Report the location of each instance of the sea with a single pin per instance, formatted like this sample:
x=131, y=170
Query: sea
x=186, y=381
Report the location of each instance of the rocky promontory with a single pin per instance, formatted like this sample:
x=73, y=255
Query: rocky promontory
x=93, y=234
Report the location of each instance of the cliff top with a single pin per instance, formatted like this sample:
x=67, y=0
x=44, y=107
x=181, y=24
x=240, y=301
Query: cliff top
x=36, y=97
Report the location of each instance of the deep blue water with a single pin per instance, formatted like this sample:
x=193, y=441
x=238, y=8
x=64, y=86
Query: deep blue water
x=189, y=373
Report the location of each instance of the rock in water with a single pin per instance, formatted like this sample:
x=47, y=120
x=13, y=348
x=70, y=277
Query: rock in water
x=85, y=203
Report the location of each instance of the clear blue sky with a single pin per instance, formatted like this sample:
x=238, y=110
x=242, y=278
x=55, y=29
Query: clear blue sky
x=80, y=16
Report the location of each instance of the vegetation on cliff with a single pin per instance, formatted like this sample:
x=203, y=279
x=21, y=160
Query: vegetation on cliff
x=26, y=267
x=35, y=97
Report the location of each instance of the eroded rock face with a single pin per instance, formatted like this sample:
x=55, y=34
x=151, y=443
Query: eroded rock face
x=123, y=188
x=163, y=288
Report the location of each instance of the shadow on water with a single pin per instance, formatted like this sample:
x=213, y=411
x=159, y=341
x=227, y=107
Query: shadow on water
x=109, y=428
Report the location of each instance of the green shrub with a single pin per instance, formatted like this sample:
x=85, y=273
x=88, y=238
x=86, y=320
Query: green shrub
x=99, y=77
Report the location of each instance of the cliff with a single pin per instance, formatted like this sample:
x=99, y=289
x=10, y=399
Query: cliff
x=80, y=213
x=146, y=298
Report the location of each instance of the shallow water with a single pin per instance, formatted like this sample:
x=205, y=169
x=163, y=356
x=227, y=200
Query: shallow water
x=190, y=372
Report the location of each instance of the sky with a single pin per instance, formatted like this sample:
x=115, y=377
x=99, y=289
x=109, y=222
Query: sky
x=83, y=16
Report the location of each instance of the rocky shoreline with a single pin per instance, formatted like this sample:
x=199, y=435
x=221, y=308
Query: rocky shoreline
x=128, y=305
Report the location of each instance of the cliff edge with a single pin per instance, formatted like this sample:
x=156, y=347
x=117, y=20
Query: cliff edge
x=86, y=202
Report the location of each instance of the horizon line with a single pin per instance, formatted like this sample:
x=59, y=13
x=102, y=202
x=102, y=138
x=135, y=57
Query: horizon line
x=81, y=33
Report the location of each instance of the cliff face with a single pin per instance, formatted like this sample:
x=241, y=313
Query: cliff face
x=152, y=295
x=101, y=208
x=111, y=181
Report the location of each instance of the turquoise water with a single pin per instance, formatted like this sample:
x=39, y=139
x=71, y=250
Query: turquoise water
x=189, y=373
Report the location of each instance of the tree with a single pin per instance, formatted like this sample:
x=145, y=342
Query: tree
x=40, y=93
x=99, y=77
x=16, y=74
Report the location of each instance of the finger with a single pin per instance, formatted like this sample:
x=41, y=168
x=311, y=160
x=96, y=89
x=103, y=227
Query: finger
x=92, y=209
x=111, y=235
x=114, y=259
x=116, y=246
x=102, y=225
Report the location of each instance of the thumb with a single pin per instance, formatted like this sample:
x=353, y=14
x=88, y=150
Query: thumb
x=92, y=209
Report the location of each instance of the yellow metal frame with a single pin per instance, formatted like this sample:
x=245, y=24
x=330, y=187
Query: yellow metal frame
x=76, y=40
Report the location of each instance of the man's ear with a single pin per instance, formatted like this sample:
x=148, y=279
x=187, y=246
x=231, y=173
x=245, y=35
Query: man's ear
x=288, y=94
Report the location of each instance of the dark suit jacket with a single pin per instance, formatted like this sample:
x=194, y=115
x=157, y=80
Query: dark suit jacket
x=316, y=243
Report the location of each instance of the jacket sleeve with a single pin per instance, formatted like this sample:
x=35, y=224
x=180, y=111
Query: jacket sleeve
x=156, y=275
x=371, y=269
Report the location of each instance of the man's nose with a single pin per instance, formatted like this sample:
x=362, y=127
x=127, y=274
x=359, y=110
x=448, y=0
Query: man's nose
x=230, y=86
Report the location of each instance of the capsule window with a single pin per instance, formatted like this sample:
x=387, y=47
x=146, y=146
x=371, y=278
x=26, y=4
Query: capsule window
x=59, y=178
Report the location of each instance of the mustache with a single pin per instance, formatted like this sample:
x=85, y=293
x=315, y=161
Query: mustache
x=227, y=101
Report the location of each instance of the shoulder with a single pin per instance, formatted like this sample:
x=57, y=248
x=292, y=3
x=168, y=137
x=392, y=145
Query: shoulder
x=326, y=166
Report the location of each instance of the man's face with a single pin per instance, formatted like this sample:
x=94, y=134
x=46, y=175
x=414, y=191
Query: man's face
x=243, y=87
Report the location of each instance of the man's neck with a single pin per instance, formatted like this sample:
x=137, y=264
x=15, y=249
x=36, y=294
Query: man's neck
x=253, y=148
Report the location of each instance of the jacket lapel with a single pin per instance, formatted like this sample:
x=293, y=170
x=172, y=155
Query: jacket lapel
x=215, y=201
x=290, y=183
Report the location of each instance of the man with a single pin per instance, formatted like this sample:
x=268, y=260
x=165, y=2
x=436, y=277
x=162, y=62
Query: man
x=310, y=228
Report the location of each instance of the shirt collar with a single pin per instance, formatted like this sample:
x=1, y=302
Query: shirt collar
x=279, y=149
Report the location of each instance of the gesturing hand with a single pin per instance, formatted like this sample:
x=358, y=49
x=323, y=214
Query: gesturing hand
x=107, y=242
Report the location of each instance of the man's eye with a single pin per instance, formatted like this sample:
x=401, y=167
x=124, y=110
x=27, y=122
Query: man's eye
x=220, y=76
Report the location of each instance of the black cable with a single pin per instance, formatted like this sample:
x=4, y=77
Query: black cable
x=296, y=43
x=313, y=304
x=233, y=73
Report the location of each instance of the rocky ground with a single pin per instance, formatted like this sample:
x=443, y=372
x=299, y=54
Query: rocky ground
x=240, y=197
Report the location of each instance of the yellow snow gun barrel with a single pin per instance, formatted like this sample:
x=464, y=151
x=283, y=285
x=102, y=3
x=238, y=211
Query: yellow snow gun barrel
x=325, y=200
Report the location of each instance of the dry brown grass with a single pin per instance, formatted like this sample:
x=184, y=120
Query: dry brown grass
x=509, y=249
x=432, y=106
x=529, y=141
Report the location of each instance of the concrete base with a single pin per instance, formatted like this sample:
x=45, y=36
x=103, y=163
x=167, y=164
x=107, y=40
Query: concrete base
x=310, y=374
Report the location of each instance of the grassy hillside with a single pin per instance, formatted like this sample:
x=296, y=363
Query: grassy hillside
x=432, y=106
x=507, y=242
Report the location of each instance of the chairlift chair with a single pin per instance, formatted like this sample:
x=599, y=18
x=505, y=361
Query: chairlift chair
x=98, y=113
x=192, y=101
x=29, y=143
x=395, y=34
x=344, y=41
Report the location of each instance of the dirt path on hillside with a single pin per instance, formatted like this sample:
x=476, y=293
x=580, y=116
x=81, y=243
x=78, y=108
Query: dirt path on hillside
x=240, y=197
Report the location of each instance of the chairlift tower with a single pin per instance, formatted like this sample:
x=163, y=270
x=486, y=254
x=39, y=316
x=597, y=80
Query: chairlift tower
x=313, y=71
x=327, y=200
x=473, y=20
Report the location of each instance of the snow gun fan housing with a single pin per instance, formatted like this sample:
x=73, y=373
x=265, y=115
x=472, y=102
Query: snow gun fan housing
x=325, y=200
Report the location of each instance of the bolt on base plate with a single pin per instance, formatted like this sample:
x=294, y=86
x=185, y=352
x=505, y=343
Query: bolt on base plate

> **PROBLEM TO SOLVE**:
Express the data above as a Markdown table with the columns "Row" and "Line", with one row for each line, numbered in order. Leave out blank lines.

> **TASK SOLUTION**:
| Row | Line |
|---|---|
| 1 | Report the location of each instance of the sea with a single pin per instance, formatted like this sample: |
| 2 | x=131, y=170 |
| 3 | Query: sea |
| 4 | x=186, y=381 |
| 5 | Report the location of each instance of the rocky promontory with a single pin per instance, formatted like this sample: |
| 6 | x=73, y=255 |
| 7 | Query: rocky promontory |
| 8 | x=93, y=234 |
| 9 | Report the location of each instance of the cliff top with a single pin per instance, formatted like this sample: |
| 10 | x=67, y=0 |
| 11 | x=44, y=107 |
| 12 | x=181, y=24 |
| 13 | x=240, y=301 |
| 14 | Query: cliff top |
| 15 | x=36, y=97 |
| 16 | Report the location of each instance of the deep blue water with a single pin per instance, formatted like this sample: |
| 17 | x=193, y=441 |
| 18 | x=238, y=8 |
| 19 | x=64, y=86 |
| 20 | Query: deep blue water |
| 21 | x=189, y=373 |
| 22 | Report the location of each instance of the rock in water with a single pin per instance, formatted like this sample: |
| 23 | x=47, y=120 |
| 24 | x=13, y=348 |
| 25 | x=70, y=277 |
| 26 | Query: rock in water |
| 27 | x=85, y=203 |
| 28 | Report the location of each instance of the clear blue sky with a single pin per instance, formatted like this sample: |
| 29 | x=238, y=110 |
| 30 | x=242, y=278 |
| 31 | x=55, y=29 |
| 32 | Query: clear blue sky |
| 33 | x=80, y=16 |
| 34 | Report the location of each instance of the vegetation on cliff with a single pin per instance, formatted like this sample: |
| 35 | x=203, y=279 |
| 36 | x=21, y=160 |
| 37 | Query: vegetation on cliff |
| 38 | x=26, y=267 |
| 39 | x=35, y=97 |
| 40 | Report the location of each instance of the eroded rock face with a single pin per instance, formatted like this sample: |
| 41 | x=55, y=34 |
| 42 | x=151, y=443 |
| 43 | Query: eroded rock face |
| 44 | x=123, y=188 |
| 45 | x=163, y=288 |
| 46 | Report the location of each instance of the shadow on water with a single pin per instance, formatted like this sample: |
| 47 | x=213, y=411 |
| 48 | x=159, y=341 |
| 49 | x=227, y=107 |
| 50 | Query: shadow on water |
| 51 | x=109, y=428 |
| 52 | Report the location of each instance of the green shrub with a single pin per instance, formatted like this sample: |
| 53 | x=85, y=273 |
| 54 | x=88, y=238 |
| 55 | x=86, y=320 |
| 56 | Query: green shrub |
| 57 | x=99, y=77 |
| 58 | Report the location of each instance of the cliff with a single pin per instance, formatted like this sample: |
| 59 | x=99, y=289 |
| 60 | x=10, y=399 |
| 61 | Query: cliff |
| 62 | x=80, y=213 |
| 63 | x=146, y=298 |
| 64 | Report the location of each instance of the shallow water with a single pin per instance, formatted like this sample: |
| 65 | x=205, y=169 |
| 66 | x=163, y=356 |
| 67 | x=227, y=200 |
| 68 | Query: shallow water |
| 69 | x=190, y=372 |
| 70 | Report the location of each instance of the sky with a single pin per instance, formatted like this sample: |
| 71 | x=115, y=377 |
| 72 | x=99, y=289 |
| 73 | x=109, y=222 |
| 74 | Query: sky |
| 75 | x=83, y=16 |
| 76 | Report the location of each instance of the rocky shoreline with a single pin per instance, formatted like this sample: |
| 77 | x=199, y=435 |
| 78 | x=221, y=308 |
| 79 | Query: rocky shoreline |
| 80 | x=128, y=305 |
| 81 | Report the location of each instance of the cliff edge with a single pin per instance, formatted like this sample: |
| 82 | x=156, y=347 |
| 83 | x=117, y=20 |
| 84 | Query: cliff edge |
| 85 | x=86, y=202 |
| 86 | Report the location of each instance of the horizon line with a single pin per instance, formatted like this sample: |
| 87 | x=59, y=13 |
| 88 | x=102, y=202 |
| 89 | x=102, y=138 |
| 90 | x=135, y=57 |
| 91 | Query: horizon line |
| 92 | x=81, y=33 |
| 93 | Report the location of each instance of the cliff face with a single pin per instance, formatted like this sample: |
| 94 | x=241, y=313 |
| 95 | Query: cliff face |
| 96 | x=152, y=295 |
| 97 | x=101, y=208 |
| 98 | x=111, y=181 |
| 99 | Report the location of each instance of the turquoise water with a single pin per instance, formatted like this sample: |
| 100 | x=39, y=139 |
| 101 | x=71, y=250 |
| 102 | Query: turquoise water |
| 103 | x=189, y=373 |
| 104 | Report the location of each instance of the tree with a single pin per instance, formatted like this sample: |
| 105 | x=145, y=342 |
| 106 | Query: tree |
| 107 | x=40, y=93 |
| 108 | x=99, y=77 |
| 109 | x=16, y=74 |
| 110 | Report the location of each instance of the finger with a single pin per instance, formatted like this sample: |
| 111 | x=41, y=168 |
| 112 | x=311, y=160 |
| 113 | x=96, y=89 |
| 114 | x=103, y=227 |
| 115 | Query: finger |
| 116 | x=92, y=209 |
| 117 | x=111, y=235 |
| 118 | x=114, y=259 |
| 119 | x=116, y=246 |
| 120 | x=102, y=225 |
| 121 | Report the location of each instance of the thumb with a single pin per instance, formatted like this sample: |
| 122 | x=353, y=14 |
| 123 | x=88, y=150 |
| 124 | Query: thumb |
| 125 | x=92, y=209 |
| 126 | Report the location of each instance of the yellow metal frame with a single pin per instance, formatted like this sample: |
| 127 | x=245, y=24 |
| 128 | x=330, y=187 |
| 129 | Query: yellow metal frame |
| 130 | x=76, y=40 |
| 131 | Report the location of each instance of the man's ear with a single pin per instance, formatted like this sample: |
| 132 | x=148, y=279 |
| 133 | x=187, y=246 |
| 134 | x=231, y=173 |
| 135 | x=245, y=35 |
| 136 | Query: man's ear |
| 137 | x=288, y=94 |
| 138 | Report the location of each instance of the dark suit jacket with a single pin per instance, formatted like this sample: |
| 139 | x=194, y=115 |
| 140 | x=157, y=80 |
| 141 | Query: dark suit jacket |
| 142 | x=316, y=243 |
| 143 | Report the location of each instance of the jacket sleeve with a single pin per instance, formatted like this sample: |
| 144 | x=35, y=224 |
| 145 | x=180, y=111 |
| 146 | Query: jacket sleeve |
| 147 | x=156, y=275 |
| 148 | x=371, y=269 |
| 149 | Report the location of each instance of the man's nose with a single pin per instance, formatted like this sample: |
| 150 | x=362, y=127 |
| 151 | x=127, y=274 |
| 152 | x=359, y=110 |
| 153 | x=448, y=0 |
| 154 | Query: man's nose |
| 155 | x=230, y=86 |
| 156 | Report the location of each instance of the capsule window with a single pin per instance, formatted like this sample: |
| 157 | x=387, y=47 |
| 158 | x=146, y=146 |
| 159 | x=371, y=278 |
| 160 | x=26, y=4 |
| 161 | Query: capsule window |
| 162 | x=59, y=178 |
| 163 | Report the location of each instance of the mustache with a single pin per instance, formatted like this sample: |
| 164 | x=85, y=293 |
| 165 | x=315, y=161 |
| 166 | Query: mustache |
| 167 | x=227, y=101 |
| 168 | Report the location of each instance of the shoulder with a single pin per instance, formatted like this sample: |
| 169 | x=57, y=248 |
| 170 | x=292, y=3 |
| 171 | x=168, y=137 |
| 172 | x=392, y=145 |
| 173 | Query: shoulder |
| 174 | x=326, y=166 |
| 175 | Report the location of each instance of the man's face with a single pin per instance, formatted like this sample: |
| 176 | x=94, y=134 |
| 177 | x=46, y=175 |
| 178 | x=414, y=191 |
| 179 | Query: man's face |
| 180 | x=243, y=87 |
| 181 | Report the location of each instance of the man's neck with a single pin per instance, formatted like this sample: |
| 182 | x=137, y=264 |
| 183 | x=15, y=249 |
| 184 | x=36, y=294 |
| 185 | Query: man's neck |
| 186 | x=253, y=148 |
| 187 | Report the location of each instance of the jacket lapel with a single pin per instance, formatted like this sample: |
| 188 | x=293, y=170 |
| 189 | x=172, y=155 |
| 190 | Query: jacket lapel |
| 191 | x=215, y=201 |
| 192 | x=290, y=183 |
| 193 | Report the location of each instance of the man with a single pin per instance, formatted like this sample: |
| 194 | x=268, y=260 |
| 195 | x=165, y=2 |
| 196 | x=436, y=277 |
| 197 | x=162, y=62 |
| 198 | Query: man |
| 199 | x=310, y=228 |
| 200 | Report the location of each instance of the shirt collar with a single pin per instance, formatted like this sample: |
| 201 | x=1, y=302 |
| 202 | Query: shirt collar |
| 203 | x=279, y=149 |
| 204 | Report the location of each instance of the gesturing hand with a single pin per instance, formatted like this sample: |
| 205 | x=358, y=49 |
| 206 | x=323, y=214 |
| 207 | Query: gesturing hand |
| 208 | x=107, y=242 |
| 209 | Report the location of each instance of the man's eye with a single pin per instance, formatted like this sample: |
| 210 | x=401, y=167 |
| 211 | x=124, y=110 |
| 212 | x=27, y=122 |
| 213 | Query: man's eye |
| 214 | x=220, y=76 |
| 215 | Report the location of each instance of the black cable with a single pin per instance, formatted like this sample: |
| 216 | x=4, y=77 |
| 217 | Query: black cable |
| 218 | x=296, y=43 |
| 219 | x=313, y=304 |
| 220 | x=233, y=73 |
| 221 | Report the location of each instance of the rocky ground with a single pin per instance, formatted like this sample: |
| 222 | x=443, y=372 |
| 223 | x=299, y=54 |
| 224 | Query: rocky ground |
| 225 | x=240, y=197 |
| 226 | Report the location of each instance of the yellow snow gun barrel with a single pin per instance, formatted like this sample: |
| 227 | x=464, y=151 |
| 228 | x=283, y=285 |
| 229 | x=102, y=3 |
| 230 | x=238, y=211 |
| 231 | Query: yellow snow gun barrel |
| 232 | x=325, y=200 |
| 233 | Report the location of each instance of the dry brown grass with a single pin per instance, formatted like this sample: |
| 234 | x=184, y=120 |
| 235 | Query: dry brown grass |
| 236 | x=509, y=249 |
| 237 | x=432, y=106 |
| 238 | x=529, y=141 |
| 239 | Report the location of each instance of the concrete base with a single pin per instance, formatted like this sample: |
| 240 | x=45, y=36 |
| 241 | x=103, y=163 |
| 242 | x=167, y=164 |
| 243 | x=107, y=40 |
| 244 | Query: concrete base |
| 245 | x=310, y=374 |
| 246 | Report the location of each instance of the grassy hillside with a single pin per instance, formatted like this sample: |
| 247 | x=296, y=363 |
| 248 | Query: grassy hillside |
| 249 | x=432, y=106 |
| 250 | x=507, y=242 |
| 251 | Report the location of each instance of the chairlift chair with a single pin per instance, formatted like this sample: |
| 252 | x=599, y=18 |
| 253 | x=505, y=361 |
| 254 | Query: chairlift chair |
| 255 | x=98, y=113 |
| 256 | x=192, y=101 |
| 257 | x=29, y=143 |
| 258 | x=395, y=34 |
| 259 | x=344, y=41 |
| 260 | Report the location of each instance of the dirt path on hillside with a single pin per instance, formatted like this sample: |
| 261 | x=476, y=293 |
| 262 | x=580, y=116 |
| 263 | x=81, y=243 |
| 264 | x=78, y=108 |
| 265 | Query: dirt path on hillside |
| 266 | x=240, y=197 |
| 267 | Report the location of each instance of the chairlift tower with a single pin per instance, formatted like this sample: |
| 268 | x=163, y=270 |
| 269 | x=486, y=254 |
| 270 | x=39, y=316 |
| 271 | x=597, y=80 |
| 272 | Query: chairlift tower |
| 273 | x=313, y=71 |
| 274 | x=327, y=200 |
| 275 | x=473, y=20 |
| 276 | Report the location of each instance of the snow gun fan housing with a single pin per instance, formatted like this sample: |
| 277 | x=73, y=373 |
| 278 | x=265, y=115 |
| 279 | x=472, y=102 |
| 280 | Query: snow gun fan housing |
| 281 | x=325, y=200 |
| 282 | Report the location of each instance of the bolt on base plate with a single pin per instance, formatted like this sample: |
| 283 | x=294, y=86 |
| 284 | x=185, y=352 |
| 285 | x=505, y=343 |
| 286 | Query: bolt on base plate |